▸ DOCUMENT EXTRACT:
_____

Sex characteristics are expressed primarily via hormones. That is why, for example, a person with an XY chromosome karyotype and complete androgen insensitivity syndrome will appear fully "female" externally.

Hormones are affected by DNA and genes, but can be overridden to alter secondary sex characteristics. Ideally (in most cases), this would be done pre-puberty, but even later in life it is possible to induce a "second puberty" which results in major changes. Further changes, including to primary sex characteristics, can be achieved surgically.

These changes do not need to follow a standard "male" or "female" template. Characteristics can be mixed, matched and/or rejected. Current medical technology has limits, but they are beyond what you might expect.

> I thought trans was about changing gender, not changing sex.

This is a matter of perspective and how one defines things.

An alternative view is that it is about affecting external change to match what the internal state was all along.

More poetically, one could describe it as "the realization that one needn't continue wearing the disguise that society seemed to demand".

Or, if one wants to be shitposty about coming out after having established a career, "New Game+".


This article, by Colin Wright, is a good introduction to the 'sex realist' viewpoint, and the arguments it addresses: https://www.realityslaststand.com/p/sex-is-not-a-spectrum

A good example of an opposing point of view to 'sex realism' is this article (and one that's most often cited in online discussions of this particular topic): https://blogs.scientificamerican.com/voices/stop-using-phony...


> I thought trans was about changing gender, not changing sex.

_____

▸ RECORD EXTRACTS:
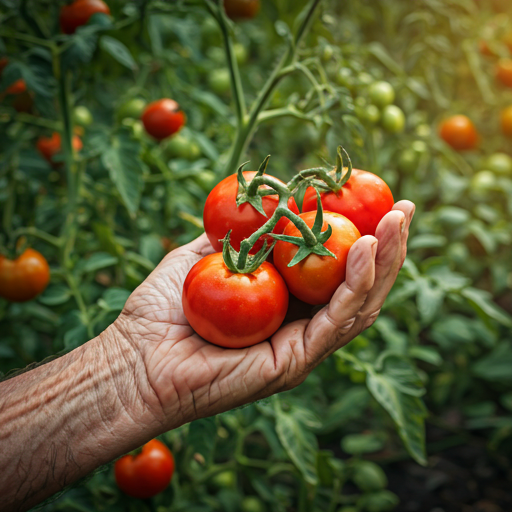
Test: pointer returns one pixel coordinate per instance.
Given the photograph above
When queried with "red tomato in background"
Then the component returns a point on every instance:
(459, 132)
(364, 200)
(221, 214)
(78, 13)
(25, 277)
(315, 279)
(234, 310)
(50, 146)
(146, 474)
(236, 9)
(163, 118)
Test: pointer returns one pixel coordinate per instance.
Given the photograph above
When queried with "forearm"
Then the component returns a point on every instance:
(62, 420)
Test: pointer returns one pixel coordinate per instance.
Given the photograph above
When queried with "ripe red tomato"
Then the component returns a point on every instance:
(234, 310)
(50, 146)
(246, 9)
(146, 474)
(459, 132)
(163, 118)
(221, 215)
(364, 200)
(78, 13)
(25, 277)
(506, 121)
(315, 279)
(504, 72)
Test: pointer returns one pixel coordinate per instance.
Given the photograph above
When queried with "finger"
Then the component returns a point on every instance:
(408, 209)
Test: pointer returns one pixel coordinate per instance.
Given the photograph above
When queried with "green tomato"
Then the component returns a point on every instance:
(82, 116)
(132, 108)
(500, 163)
(253, 504)
(381, 94)
(393, 119)
(220, 81)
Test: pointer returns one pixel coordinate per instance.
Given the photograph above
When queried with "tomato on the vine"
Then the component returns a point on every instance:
(364, 200)
(459, 132)
(234, 310)
(163, 118)
(78, 13)
(147, 473)
(25, 277)
(238, 9)
(315, 279)
(506, 121)
(221, 214)
(51, 146)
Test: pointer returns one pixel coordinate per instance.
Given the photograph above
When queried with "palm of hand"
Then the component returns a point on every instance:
(190, 378)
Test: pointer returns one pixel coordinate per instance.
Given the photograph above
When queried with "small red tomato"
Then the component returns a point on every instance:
(146, 474)
(234, 310)
(315, 279)
(459, 132)
(242, 9)
(163, 118)
(25, 277)
(221, 214)
(78, 13)
(51, 146)
(504, 72)
(364, 200)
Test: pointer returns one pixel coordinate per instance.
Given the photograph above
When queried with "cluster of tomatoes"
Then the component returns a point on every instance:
(234, 308)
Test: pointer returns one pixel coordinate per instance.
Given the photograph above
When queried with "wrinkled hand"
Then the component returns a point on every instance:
(189, 378)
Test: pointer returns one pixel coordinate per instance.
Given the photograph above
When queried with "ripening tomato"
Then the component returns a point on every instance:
(221, 214)
(146, 474)
(78, 13)
(506, 121)
(459, 132)
(246, 9)
(315, 279)
(25, 277)
(163, 118)
(50, 146)
(364, 200)
(504, 72)
(234, 310)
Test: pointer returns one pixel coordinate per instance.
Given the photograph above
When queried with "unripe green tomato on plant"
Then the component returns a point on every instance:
(393, 119)
(381, 94)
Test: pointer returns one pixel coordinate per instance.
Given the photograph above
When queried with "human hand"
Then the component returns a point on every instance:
(182, 377)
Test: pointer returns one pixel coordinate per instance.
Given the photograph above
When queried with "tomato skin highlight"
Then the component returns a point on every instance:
(234, 310)
(163, 118)
(147, 473)
(364, 200)
(25, 277)
(221, 214)
(315, 279)
(78, 13)
(51, 146)
(459, 132)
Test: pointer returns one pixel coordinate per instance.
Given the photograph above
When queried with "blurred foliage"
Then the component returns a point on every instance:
(444, 339)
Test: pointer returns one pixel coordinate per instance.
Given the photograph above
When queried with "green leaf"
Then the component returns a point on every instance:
(119, 51)
(201, 438)
(126, 169)
(299, 442)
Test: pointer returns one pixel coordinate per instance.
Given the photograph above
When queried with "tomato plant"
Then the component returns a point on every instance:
(78, 13)
(364, 199)
(25, 277)
(146, 473)
(459, 132)
(315, 279)
(221, 214)
(234, 310)
(163, 118)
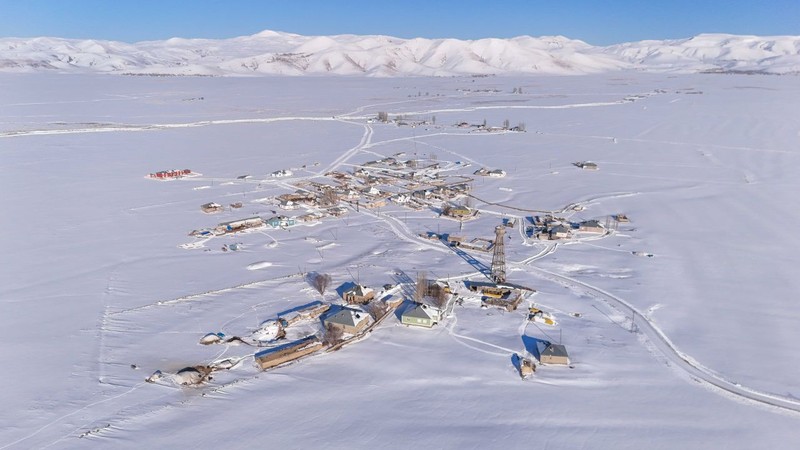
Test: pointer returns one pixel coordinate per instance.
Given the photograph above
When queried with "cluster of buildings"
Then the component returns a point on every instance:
(494, 173)
(555, 228)
(171, 174)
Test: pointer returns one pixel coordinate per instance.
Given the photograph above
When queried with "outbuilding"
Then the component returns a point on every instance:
(358, 294)
(348, 320)
(554, 354)
(420, 315)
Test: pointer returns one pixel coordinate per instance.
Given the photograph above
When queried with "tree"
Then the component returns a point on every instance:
(377, 309)
(321, 281)
(332, 335)
(329, 196)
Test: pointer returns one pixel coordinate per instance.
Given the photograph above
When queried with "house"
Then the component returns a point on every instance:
(554, 354)
(310, 217)
(288, 205)
(358, 294)
(559, 232)
(170, 174)
(280, 221)
(275, 356)
(337, 211)
(348, 320)
(281, 173)
(591, 226)
(455, 241)
(239, 225)
(587, 165)
(211, 208)
(458, 212)
(420, 315)
(401, 198)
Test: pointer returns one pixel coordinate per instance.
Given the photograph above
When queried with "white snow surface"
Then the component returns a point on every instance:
(98, 288)
(271, 52)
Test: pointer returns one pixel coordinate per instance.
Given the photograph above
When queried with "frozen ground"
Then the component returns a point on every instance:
(95, 278)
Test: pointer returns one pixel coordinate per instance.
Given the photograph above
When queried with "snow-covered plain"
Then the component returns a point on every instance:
(95, 278)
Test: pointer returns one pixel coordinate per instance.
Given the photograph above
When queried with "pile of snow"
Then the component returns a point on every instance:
(272, 52)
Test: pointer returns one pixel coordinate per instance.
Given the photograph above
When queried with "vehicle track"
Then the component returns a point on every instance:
(665, 346)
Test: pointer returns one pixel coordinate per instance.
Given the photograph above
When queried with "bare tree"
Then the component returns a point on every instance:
(321, 281)
(332, 335)
(421, 288)
(377, 309)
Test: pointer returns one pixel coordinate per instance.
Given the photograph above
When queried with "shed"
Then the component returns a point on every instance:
(591, 226)
(275, 356)
(420, 315)
(211, 208)
(554, 354)
(559, 232)
(348, 320)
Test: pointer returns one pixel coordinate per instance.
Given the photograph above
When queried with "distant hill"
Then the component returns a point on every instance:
(270, 52)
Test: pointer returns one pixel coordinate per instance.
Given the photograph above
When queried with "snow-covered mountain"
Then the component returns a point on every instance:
(272, 52)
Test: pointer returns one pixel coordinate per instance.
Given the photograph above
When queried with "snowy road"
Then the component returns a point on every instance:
(664, 346)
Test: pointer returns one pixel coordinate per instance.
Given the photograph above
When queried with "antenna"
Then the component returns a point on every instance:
(499, 256)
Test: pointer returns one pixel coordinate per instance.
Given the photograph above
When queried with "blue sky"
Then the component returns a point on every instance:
(598, 22)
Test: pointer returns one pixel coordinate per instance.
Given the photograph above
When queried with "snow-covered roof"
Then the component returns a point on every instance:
(359, 290)
(348, 316)
(555, 350)
(420, 311)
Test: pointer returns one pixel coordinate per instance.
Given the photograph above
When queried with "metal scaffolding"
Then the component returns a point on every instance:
(499, 256)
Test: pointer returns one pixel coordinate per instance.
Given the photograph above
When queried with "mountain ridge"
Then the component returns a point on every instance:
(278, 53)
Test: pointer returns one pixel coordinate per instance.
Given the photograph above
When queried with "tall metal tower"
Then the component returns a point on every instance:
(499, 256)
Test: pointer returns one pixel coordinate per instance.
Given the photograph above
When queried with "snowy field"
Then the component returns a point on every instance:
(693, 347)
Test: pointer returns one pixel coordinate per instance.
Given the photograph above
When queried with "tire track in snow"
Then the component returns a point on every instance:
(664, 345)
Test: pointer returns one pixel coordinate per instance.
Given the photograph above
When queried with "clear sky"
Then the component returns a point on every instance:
(598, 22)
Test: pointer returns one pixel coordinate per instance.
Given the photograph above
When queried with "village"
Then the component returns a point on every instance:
(419, 183)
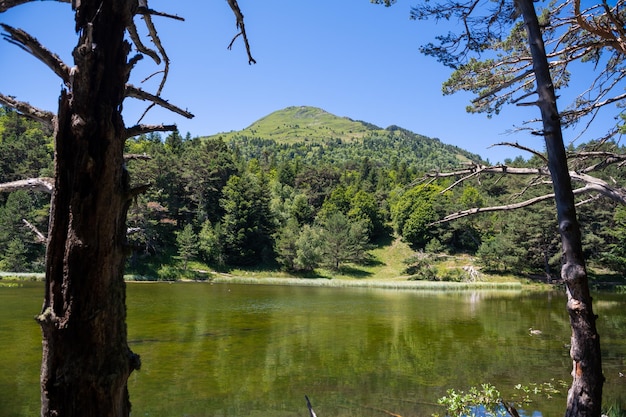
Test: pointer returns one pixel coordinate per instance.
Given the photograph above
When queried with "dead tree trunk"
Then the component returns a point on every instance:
(585, 394)
(86, 359)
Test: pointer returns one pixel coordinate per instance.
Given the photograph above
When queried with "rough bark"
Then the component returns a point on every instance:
(585, 394)
(86, 359)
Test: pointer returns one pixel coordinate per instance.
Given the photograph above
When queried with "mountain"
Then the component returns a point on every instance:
(313, 135)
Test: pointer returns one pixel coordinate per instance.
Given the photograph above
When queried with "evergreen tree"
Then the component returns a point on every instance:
(248, 224)
(187, 242)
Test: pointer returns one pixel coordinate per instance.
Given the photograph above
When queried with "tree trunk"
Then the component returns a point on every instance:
(86, 359)
(585, 395)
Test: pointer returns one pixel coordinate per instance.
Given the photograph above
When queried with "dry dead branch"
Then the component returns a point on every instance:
(42, 116)
(42, 184)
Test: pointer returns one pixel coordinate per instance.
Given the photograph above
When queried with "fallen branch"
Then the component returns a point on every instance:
(134, 92)
(143, 129)
(31, 45)
(42, 184)
(40, 238)
(42, 116)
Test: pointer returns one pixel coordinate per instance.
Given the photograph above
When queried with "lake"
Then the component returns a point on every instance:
(256, 350)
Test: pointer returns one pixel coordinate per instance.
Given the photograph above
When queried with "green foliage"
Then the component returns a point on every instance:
(343, 240)
(415, 210)
(187, 242)
(487, 401)
(265, 195)
(248, 224)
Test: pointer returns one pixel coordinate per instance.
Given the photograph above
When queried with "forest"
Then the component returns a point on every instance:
(303, 190)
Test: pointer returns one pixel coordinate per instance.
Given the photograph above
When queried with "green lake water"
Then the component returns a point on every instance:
(253, 350)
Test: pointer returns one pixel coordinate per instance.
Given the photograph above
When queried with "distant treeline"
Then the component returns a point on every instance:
(251, 201)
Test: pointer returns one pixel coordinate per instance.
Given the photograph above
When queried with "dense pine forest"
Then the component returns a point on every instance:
(302, 190)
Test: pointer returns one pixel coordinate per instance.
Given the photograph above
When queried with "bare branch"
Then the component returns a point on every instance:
(42, 184)
(523, 148)
(7, 4)
(134, 92)
(32, 46)
(143, 129)
(144, 11)
(136, 156)
(45, 117)
(134, 36)
(476, 210)
(496, 169)
(40, 238)
(242, 29)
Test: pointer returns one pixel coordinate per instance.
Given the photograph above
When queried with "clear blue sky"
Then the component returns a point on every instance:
(350, 57)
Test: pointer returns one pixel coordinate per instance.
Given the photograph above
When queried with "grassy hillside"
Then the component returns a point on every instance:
(302, 123)
(316, 136)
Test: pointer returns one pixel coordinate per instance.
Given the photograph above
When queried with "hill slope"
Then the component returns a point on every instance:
(314, 135)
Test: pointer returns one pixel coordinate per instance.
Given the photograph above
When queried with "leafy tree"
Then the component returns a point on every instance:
(187, 242)
(343, 240)
(209, 242)
(309, 249)
(414, 211)
(248, 224)
(286, 244)
(520, 65)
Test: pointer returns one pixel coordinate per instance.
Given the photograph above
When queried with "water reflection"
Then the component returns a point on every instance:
(229, 350)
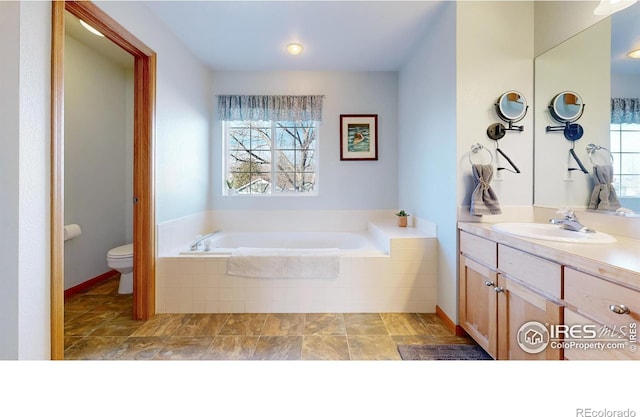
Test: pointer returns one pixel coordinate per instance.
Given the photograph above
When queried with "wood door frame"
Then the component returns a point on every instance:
(144, 239)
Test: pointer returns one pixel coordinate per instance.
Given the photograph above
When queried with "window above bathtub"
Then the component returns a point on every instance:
(270, 157)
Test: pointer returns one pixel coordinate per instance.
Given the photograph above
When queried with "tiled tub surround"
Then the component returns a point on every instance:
(400, 277)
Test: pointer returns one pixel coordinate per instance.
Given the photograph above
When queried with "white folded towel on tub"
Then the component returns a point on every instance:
(284, 263)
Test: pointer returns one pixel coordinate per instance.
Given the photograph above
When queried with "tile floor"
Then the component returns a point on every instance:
(98, 325)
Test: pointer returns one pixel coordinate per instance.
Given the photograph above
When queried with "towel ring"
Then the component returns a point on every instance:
(477, 148)
(591, 149)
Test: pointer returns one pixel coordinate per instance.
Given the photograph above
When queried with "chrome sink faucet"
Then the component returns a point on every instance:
(570, 222)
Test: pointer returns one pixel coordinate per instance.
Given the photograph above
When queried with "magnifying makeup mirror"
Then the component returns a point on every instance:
(511, 107)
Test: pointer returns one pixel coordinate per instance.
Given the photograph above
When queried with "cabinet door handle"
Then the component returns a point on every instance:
(619, 309)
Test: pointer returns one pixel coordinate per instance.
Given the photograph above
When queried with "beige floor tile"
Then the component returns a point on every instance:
(161, 325)
(86, 323)
(324, 324)
(244, 324)
(430, 318)
(372, 348)
(325, 347)
(438, 330)
(185, 348)
(414, 340)
(143, 348)
(278, 348)
(284, 325)
(364, 324)
(232, 347)
(403, 324)
(97, 348)
(202, 325)
(451, 339)
(119, 326)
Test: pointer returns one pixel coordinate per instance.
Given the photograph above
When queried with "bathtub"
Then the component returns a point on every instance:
(381, 269)
(348, 243)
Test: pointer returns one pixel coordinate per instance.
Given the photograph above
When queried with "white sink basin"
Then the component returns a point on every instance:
(551, 232)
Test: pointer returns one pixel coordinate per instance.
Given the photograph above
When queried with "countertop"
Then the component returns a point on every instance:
(617, 262)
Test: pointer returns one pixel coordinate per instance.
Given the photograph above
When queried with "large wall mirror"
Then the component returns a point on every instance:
(593, 63)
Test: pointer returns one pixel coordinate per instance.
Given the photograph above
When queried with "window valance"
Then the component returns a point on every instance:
(625, 110)
(276, 108)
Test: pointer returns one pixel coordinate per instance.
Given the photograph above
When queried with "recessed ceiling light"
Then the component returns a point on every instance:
(90, 28)
(294, 48)
(634, 54)
(607, 7)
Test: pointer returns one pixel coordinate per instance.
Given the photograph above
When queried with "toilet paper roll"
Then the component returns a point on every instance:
(71, 231)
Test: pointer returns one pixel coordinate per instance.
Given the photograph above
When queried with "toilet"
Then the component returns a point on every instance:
(121, 259)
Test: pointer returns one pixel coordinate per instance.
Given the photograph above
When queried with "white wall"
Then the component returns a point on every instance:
(427, 145)
(98, 126)
(625, 85)
(491, 60)
(342, 185)
(573, 65)
(557, 21)
(183, 111)
(24, 150)
(9, 169)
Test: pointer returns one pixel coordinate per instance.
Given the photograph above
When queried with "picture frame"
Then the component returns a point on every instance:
(358, 137)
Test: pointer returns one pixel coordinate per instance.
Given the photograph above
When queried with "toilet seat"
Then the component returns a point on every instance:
(124, 251)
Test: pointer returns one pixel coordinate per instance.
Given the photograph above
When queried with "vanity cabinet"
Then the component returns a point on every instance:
(478, 303)
(502, 288)
(586, 302)
(610, 310)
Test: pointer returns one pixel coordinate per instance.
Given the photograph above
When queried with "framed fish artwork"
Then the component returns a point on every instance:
(358, 137)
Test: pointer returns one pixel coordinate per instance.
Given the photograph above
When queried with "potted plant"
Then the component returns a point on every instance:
(402, 218)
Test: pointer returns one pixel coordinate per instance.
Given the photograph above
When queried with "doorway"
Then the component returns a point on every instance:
(143, 163)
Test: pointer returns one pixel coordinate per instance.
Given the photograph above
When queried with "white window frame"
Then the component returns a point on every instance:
(617, 131)
(274, 193)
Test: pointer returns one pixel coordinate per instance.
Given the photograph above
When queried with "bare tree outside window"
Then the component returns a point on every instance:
(271, 157)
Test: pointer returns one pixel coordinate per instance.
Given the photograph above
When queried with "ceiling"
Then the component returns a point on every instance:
(336, 35)
(625, 37)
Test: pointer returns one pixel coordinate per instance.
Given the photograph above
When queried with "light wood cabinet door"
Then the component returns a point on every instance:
(521, 310)
(478, 308)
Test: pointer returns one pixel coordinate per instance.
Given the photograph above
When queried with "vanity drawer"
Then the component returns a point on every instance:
(478, 248)
(536, 272)
(594, 297)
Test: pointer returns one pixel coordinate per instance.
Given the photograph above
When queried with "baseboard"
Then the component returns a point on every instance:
(89, 283)
(455, 328)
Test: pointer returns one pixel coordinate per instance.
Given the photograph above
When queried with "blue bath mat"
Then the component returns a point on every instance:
(442, 352)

_____

▸ WORK TO BE COMPLETED: Pick up the discussion of sex characteristics and gender transition that precedes the data, and continue it from its last line.

▸ RESULT OF THIS EXERCISE:
Mostly true, but it's confusing. Historically, sex and gender have been used interchangeably. That is slowly changing. There are a lot of places that refer to "sex" where "biological sex", as you put it, is not what is meant. See e.g. how trans people can still get their "sex" updated on documents that refer to sex and not gender, and how many places described as single-sex are actually closer to single-gender.


> Historically, sex and gender have been used interchangeably.

This really isn't true. "Sex" was the only word anyone used for most of history; the idea that there's a distinction between "sex" and "gender" was invented by the sexologist John Money in 1955.

https://en.wikipedia.org/wiki/Gender#History_of_the_concept

"Gender" was originally a term from linguistics that had nothing to do with biological sex.


The Wikipedia article you link to also claims that the 1882 Oxford Etymological Dictionary of the English Language said that one meaning of gender was sex. Other dictionaries from well before 1955 also support this. In fact, the 1828 Webster's dictionary, available online, specifically says the meaning of sex came first, the meaning in grammar followed from that. The separation of sex and gender is recent, you're right about that and that's what I was saying too, but you're wrong that sex was the only term used before that.